▶ Part of a data file

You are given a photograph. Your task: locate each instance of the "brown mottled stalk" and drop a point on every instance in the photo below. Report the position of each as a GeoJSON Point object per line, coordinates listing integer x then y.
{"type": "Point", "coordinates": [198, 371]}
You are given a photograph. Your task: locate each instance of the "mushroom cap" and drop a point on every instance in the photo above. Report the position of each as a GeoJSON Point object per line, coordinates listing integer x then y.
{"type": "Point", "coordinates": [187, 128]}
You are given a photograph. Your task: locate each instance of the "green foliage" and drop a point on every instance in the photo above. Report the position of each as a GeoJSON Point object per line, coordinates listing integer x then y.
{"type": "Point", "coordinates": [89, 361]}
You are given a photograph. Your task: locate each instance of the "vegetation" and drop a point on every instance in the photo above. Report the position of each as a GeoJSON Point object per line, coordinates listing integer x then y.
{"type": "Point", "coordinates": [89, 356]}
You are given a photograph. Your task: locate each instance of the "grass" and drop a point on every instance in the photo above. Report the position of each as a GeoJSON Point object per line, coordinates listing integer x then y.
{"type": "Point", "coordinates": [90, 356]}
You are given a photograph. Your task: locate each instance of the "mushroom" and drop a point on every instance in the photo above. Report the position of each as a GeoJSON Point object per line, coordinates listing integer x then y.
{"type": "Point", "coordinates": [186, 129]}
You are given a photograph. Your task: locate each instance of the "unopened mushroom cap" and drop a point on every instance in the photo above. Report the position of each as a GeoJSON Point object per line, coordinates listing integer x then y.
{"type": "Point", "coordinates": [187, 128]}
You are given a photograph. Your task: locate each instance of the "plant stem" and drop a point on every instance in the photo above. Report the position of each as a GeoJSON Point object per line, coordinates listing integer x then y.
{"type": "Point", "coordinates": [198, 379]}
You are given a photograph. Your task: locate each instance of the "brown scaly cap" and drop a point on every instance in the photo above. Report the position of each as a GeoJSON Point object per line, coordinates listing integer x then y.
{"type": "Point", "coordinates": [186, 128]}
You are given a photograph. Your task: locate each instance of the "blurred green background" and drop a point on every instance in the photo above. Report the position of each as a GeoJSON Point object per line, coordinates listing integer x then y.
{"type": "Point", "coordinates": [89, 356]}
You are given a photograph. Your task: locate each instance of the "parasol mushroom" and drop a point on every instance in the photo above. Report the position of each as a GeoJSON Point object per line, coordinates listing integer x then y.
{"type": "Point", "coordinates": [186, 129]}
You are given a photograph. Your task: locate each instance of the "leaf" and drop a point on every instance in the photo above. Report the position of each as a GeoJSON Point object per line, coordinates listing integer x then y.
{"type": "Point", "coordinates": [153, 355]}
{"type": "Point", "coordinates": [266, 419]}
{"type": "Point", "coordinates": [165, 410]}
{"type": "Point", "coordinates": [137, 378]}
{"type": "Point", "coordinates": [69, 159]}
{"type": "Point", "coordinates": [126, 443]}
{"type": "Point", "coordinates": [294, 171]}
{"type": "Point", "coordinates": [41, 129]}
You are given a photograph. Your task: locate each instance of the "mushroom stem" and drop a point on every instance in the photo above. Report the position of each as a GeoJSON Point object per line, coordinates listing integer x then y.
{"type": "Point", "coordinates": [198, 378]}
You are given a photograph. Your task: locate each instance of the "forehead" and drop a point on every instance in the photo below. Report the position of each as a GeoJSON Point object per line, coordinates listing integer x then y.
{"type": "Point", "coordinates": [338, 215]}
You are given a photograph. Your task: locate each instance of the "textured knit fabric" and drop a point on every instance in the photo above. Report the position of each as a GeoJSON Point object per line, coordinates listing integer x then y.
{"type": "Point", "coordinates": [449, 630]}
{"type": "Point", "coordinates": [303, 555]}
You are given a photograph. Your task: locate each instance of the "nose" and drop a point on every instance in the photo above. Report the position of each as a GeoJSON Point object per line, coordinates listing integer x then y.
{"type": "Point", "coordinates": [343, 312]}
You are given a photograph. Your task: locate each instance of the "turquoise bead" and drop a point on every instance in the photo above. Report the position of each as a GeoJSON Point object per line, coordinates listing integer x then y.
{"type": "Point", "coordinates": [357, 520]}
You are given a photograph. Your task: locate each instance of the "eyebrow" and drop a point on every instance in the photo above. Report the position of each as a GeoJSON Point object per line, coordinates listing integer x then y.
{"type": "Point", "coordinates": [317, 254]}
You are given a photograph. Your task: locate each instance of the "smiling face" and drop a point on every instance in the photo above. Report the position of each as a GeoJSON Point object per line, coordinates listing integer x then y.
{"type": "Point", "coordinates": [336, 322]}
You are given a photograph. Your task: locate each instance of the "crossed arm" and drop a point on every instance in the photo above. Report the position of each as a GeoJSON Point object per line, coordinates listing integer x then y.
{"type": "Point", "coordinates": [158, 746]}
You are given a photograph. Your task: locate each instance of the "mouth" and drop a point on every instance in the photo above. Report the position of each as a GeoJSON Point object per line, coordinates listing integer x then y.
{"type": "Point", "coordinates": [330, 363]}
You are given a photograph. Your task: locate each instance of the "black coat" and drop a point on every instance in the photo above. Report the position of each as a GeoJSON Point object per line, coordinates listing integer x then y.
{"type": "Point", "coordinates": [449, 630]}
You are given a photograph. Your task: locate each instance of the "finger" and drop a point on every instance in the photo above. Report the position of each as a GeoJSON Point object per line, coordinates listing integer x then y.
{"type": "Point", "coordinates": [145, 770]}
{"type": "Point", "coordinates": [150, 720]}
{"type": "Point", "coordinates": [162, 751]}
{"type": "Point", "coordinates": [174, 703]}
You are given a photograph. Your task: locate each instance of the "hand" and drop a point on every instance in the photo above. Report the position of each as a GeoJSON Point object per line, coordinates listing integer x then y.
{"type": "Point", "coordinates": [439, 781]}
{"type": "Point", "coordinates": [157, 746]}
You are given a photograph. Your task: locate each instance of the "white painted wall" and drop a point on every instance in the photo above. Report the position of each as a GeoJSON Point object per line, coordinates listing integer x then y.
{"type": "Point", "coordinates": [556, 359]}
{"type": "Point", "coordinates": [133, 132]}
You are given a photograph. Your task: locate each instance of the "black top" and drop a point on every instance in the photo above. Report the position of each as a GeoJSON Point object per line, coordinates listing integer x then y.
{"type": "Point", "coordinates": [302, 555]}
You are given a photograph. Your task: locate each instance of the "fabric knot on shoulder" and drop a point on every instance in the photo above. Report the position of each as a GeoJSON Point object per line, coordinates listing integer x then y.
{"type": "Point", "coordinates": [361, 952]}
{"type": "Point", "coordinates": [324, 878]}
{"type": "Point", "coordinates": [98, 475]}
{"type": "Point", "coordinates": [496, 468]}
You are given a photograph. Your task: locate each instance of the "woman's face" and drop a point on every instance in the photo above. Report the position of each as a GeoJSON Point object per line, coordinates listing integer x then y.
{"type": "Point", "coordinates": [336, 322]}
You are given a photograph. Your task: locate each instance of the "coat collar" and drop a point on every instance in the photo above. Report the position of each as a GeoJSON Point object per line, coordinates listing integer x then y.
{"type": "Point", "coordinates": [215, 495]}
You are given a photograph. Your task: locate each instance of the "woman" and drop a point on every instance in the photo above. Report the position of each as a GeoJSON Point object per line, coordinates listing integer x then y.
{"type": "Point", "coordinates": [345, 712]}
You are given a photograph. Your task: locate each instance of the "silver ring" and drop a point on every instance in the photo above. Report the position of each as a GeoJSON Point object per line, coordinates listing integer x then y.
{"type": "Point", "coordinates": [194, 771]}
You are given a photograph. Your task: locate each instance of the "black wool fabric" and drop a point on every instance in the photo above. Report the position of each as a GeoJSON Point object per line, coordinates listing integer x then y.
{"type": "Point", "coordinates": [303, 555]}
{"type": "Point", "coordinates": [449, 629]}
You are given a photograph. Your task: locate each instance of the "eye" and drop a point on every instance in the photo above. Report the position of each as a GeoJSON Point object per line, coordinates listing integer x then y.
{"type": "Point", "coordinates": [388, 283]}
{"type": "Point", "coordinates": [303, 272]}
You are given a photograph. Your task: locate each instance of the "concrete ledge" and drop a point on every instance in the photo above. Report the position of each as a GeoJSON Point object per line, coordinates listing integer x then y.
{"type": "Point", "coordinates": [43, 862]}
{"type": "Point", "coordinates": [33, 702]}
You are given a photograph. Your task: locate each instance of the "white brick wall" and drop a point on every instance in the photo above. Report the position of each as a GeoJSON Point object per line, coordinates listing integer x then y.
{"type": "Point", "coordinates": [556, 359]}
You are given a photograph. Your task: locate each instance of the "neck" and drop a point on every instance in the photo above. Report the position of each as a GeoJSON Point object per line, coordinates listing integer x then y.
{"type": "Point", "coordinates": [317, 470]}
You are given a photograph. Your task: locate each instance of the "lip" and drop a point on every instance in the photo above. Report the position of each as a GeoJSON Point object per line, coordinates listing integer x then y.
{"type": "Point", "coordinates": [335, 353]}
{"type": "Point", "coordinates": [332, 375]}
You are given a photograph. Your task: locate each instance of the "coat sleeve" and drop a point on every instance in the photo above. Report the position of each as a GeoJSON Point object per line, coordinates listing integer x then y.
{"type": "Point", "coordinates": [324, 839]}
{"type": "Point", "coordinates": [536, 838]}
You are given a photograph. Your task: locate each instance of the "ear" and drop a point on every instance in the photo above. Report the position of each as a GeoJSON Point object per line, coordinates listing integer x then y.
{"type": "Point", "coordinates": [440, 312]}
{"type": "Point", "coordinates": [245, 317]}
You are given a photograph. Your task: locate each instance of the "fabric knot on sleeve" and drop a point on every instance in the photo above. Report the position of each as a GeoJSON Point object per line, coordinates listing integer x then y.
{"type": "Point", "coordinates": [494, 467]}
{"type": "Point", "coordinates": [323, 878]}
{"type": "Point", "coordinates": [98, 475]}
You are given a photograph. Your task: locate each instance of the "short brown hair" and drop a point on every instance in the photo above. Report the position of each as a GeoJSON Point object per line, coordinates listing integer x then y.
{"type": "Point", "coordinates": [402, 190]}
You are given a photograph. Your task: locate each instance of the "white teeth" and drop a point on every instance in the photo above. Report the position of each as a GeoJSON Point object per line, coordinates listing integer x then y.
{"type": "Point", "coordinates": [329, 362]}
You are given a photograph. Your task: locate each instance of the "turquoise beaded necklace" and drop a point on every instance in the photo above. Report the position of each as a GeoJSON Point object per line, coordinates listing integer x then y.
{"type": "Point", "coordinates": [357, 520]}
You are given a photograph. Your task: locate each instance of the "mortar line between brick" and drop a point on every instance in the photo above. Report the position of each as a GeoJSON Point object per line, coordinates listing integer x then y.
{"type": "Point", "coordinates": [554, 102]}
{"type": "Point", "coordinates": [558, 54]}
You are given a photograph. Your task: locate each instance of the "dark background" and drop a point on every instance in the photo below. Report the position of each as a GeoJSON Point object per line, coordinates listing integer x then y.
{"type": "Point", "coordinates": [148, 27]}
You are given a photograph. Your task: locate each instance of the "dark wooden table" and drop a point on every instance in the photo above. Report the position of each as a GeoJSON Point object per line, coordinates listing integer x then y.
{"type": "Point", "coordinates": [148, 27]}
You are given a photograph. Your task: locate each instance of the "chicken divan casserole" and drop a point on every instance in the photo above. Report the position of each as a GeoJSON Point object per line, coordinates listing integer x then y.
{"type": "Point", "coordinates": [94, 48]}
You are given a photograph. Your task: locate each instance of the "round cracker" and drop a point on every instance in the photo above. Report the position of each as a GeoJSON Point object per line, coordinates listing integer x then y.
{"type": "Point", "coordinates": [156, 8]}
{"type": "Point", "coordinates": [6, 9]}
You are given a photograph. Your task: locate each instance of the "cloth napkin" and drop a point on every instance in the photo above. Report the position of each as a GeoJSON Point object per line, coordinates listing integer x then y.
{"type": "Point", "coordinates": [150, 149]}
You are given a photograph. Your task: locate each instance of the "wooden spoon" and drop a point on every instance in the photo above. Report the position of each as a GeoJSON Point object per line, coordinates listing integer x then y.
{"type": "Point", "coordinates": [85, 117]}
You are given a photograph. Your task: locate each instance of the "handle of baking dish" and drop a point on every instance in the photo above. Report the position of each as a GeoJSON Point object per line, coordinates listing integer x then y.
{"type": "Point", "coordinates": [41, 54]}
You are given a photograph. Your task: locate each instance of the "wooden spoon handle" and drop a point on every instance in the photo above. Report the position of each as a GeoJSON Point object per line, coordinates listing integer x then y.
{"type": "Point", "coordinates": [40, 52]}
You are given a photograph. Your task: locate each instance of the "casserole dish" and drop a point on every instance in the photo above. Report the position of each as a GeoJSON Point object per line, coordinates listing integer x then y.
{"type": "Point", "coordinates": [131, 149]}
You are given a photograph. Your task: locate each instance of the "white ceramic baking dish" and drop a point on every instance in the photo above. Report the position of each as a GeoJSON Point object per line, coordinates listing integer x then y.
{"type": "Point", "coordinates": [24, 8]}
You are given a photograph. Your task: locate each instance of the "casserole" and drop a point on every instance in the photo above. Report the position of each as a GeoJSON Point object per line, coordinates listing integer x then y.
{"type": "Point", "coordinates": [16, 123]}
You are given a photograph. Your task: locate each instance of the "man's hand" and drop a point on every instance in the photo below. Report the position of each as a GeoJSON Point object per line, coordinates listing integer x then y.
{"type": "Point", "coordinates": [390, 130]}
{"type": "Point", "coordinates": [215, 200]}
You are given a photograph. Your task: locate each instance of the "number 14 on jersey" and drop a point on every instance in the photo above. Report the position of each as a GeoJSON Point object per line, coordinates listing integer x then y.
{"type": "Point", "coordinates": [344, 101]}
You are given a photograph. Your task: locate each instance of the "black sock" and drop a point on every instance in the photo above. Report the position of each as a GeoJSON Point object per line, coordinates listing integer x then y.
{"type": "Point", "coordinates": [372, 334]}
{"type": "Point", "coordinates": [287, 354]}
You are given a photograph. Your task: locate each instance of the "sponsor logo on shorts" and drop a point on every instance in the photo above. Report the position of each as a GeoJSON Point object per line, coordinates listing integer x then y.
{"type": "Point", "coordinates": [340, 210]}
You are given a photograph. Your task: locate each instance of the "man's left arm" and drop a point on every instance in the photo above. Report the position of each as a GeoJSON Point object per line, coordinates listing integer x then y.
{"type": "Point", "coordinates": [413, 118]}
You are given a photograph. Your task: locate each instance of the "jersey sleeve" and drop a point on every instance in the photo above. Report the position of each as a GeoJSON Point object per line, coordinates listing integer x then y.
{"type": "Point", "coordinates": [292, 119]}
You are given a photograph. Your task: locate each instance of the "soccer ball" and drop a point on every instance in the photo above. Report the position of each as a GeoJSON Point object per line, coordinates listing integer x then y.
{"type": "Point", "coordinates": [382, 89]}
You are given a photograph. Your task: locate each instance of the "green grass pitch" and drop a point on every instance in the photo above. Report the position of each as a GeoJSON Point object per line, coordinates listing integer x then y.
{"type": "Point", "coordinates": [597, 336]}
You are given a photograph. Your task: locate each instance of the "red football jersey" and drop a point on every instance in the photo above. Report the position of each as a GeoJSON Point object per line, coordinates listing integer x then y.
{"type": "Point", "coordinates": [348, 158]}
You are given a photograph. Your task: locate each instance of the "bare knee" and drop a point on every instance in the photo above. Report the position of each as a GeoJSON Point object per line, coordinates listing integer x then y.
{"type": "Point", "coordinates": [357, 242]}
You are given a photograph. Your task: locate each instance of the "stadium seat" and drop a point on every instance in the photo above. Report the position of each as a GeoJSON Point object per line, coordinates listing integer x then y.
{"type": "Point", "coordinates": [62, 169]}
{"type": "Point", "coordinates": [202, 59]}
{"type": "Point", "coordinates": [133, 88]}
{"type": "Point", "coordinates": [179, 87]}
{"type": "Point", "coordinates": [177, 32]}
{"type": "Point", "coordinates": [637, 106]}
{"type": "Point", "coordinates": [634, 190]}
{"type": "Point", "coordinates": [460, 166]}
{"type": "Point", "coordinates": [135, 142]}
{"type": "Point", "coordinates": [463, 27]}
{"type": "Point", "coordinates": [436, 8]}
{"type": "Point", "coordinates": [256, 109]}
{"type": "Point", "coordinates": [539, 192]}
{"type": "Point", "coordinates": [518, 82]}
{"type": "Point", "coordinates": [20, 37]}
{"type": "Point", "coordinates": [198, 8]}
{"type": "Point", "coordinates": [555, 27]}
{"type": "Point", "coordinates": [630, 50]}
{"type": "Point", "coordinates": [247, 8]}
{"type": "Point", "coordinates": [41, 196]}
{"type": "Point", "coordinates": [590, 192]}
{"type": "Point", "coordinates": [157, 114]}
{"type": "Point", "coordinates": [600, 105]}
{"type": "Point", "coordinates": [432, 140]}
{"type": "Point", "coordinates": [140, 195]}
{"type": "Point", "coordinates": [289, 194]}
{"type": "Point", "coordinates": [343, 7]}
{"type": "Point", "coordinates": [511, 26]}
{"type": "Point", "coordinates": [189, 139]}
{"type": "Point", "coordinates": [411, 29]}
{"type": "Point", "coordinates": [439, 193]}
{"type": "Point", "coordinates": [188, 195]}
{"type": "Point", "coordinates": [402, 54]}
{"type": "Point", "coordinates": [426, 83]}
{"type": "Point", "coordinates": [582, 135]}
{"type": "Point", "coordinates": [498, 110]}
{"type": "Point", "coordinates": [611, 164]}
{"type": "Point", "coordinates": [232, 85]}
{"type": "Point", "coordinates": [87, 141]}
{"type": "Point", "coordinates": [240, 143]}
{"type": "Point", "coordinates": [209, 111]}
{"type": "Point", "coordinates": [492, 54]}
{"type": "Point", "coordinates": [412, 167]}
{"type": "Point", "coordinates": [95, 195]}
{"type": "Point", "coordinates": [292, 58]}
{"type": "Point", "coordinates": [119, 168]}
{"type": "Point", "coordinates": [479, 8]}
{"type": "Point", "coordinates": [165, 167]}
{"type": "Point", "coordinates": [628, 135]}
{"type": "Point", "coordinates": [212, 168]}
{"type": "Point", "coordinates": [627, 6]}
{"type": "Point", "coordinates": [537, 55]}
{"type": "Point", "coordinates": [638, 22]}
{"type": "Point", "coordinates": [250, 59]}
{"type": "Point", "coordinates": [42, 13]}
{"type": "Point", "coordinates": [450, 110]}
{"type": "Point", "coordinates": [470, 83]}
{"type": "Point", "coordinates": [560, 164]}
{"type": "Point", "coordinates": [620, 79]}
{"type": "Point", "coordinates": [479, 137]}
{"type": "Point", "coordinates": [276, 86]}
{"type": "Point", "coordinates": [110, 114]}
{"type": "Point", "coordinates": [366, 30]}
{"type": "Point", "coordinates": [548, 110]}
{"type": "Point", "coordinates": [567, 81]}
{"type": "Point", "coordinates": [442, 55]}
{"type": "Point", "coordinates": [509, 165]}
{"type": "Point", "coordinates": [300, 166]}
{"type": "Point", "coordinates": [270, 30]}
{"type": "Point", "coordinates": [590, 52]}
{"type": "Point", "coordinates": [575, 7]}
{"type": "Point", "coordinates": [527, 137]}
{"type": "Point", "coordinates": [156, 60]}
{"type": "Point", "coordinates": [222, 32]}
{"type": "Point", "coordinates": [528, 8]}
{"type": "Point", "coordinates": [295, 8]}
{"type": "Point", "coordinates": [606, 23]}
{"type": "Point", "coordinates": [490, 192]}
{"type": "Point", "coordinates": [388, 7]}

▶ WRITTEN PROBLEM
Show every line in the records that contains the word "pitch".

▶ RESPONSE FOR THIS EXERCISE
You are given a photograph. Your task: locate each instance of the "green grass pitch" and drop a point on every instance in the photo above. Report the position of each as a GeoJSON Point object per line, coordinates listing integer x then y.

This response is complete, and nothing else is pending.